- **RECORDS PROVIDED**
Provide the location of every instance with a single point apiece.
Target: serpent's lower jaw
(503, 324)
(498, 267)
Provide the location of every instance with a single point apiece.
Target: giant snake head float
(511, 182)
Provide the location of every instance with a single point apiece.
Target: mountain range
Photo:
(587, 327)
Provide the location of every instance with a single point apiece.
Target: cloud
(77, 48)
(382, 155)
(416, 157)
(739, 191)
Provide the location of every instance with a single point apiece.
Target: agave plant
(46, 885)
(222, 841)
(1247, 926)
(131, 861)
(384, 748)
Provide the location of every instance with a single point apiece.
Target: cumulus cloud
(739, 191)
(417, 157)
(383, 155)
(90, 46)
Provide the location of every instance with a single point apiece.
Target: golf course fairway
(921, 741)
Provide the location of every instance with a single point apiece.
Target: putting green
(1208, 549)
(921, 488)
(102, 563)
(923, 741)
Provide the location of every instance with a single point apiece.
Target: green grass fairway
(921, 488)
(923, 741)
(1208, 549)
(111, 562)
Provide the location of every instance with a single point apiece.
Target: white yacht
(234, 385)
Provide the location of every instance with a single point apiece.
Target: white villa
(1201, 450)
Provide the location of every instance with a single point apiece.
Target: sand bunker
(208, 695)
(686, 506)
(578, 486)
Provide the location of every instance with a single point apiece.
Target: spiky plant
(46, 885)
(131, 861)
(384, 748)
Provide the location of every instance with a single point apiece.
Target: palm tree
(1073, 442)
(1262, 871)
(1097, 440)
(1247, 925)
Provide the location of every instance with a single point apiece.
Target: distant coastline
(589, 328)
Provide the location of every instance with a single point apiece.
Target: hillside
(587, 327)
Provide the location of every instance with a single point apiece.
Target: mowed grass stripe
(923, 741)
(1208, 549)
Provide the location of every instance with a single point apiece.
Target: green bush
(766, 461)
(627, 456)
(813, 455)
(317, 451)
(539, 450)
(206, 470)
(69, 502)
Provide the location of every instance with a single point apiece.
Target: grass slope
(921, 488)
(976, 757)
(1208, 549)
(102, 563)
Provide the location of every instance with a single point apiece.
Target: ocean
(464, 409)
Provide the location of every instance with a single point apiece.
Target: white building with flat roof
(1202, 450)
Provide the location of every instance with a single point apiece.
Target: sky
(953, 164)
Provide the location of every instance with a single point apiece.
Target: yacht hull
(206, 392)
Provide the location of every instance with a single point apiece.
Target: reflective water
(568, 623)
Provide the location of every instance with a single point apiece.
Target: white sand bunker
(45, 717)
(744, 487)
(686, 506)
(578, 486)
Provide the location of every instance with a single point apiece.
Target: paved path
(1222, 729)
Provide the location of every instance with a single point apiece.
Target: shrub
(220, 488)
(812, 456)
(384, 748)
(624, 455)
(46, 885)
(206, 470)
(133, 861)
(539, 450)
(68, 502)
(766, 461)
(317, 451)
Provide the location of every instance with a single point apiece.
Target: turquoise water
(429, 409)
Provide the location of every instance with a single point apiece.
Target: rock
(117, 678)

- **YOUR TASK**
Make an exact copy of the data above.

- **EXERCISE ANSWER**
Provide the location of every instance with a single point apiece.
Target: serpent's lower jaw
(503, 324)
(498, 267)
Provide the location of every instance with a single point apiece.
Target: giant snake head float
(511, 182)
Provide the location of every instance with a single point apiece.
Target: mountain range
Photo:
(587, 327)
Provide the location of every instance with a single point apiece.
Target: cloud
(77, 48)
(382, 155)
(416, 157)
(739, 191)
Provide the location of every instance with a single point apiece.
Target: agave plant
(46, 885)
(222, 841)
(1247, 926)
(131, 861)
(384, 748)
Provide the location of every instance with a single point apiece.
Target: cumulus cloud
(739, 191)
(417, 157)
(383, 155)
(90, 46)
Provide the location of every instance with a single point apiece.
Target: golf course fairway
(921, 741)
Provide the location of every instance with a single point apiece.
Target: putting green
(1208, 549)
(921, 488)
(102, 563)
(923, 741)
Provide the location of every instance with a single point apiece.
Target: green grass fairway
(921, 488)
(923, 741)
(1208, 549)
(111, 562)
Provide the location of every instance with a single point apiece.
Target: white yacht
(234, 385)
Provide the location of every instance with a single point apiece.
Target: white villa
(1201, 450)
Provide the location of every instance with a single point apiece.
Target: sand bunker
(208, 695)
(686, 506)
(578, 486)
Provide the location of every instance with a single point apiece.
Target: spiky plant
(46, 885)
(131, 861)
(384, 748)
Provide the location of every instance with a single point apiece.
Target: palm tree
(1073, 442)
(1262, 871)
(1097, 440)
(1247, 925)
Provide the location of every instance with a single point apiece.
Target: distant coastline
(589, 328)
Provide the location of every instance with a single point apiece.
Target: hillside
(587, 327)
Provide the location of every instance with a single point apiece.
Target: mowed grass stripe
(923, 741)
(1208, 549)
Provide the location of every instance with a single point apiece.
Target: green bush
(766, 461)
(627, 456)
(813, 455)
(317, 451)
(539, 450)
(206, 470)
(69, 502)
Provide the location of every instance with a single point apiece.
Target: grass slope
(921, 488)
(976, 757)
(1208, 549)
(102, 563)
Provide the location of every instance with a single point apiece.
Target: ocean
(464, 409)
Provide the location of every instance with a single point apiece.
Target: white building with flat roof
(1202, 450)
Provide the location of every instance with a single point apiece.
Target: sky
(953, 164)
Provide the location of every instance with a single point apiece.
Target: yacht hull
(206, 392)
Provide the location of every instance with a single point apiece.
Target: reflective water
(568, 623)
Provide the location of every instance with a single point apiece.
Target: white sand bunker
(45, 717)
(744, 487)
(686, 506)
(578, 486)
Provide the location of every instance with a single point apiece.
Target: paved path
(1222, 729)
Provide the location of every instance with a single point apiece.
Target: shrub
(220, 488)
(812, 456)
(384, 748)
(624, 455)
(46, 885)
(206, 470)
(133, 861)
(539, 450)
(68, 502)
(766, 461)
(317, 451)
Provide the location of every instance with a single point apiece.
Target: turquoise water
(429, 409)
Provide the location of every instance with a single point apiece.
Target: rock
(117, 678)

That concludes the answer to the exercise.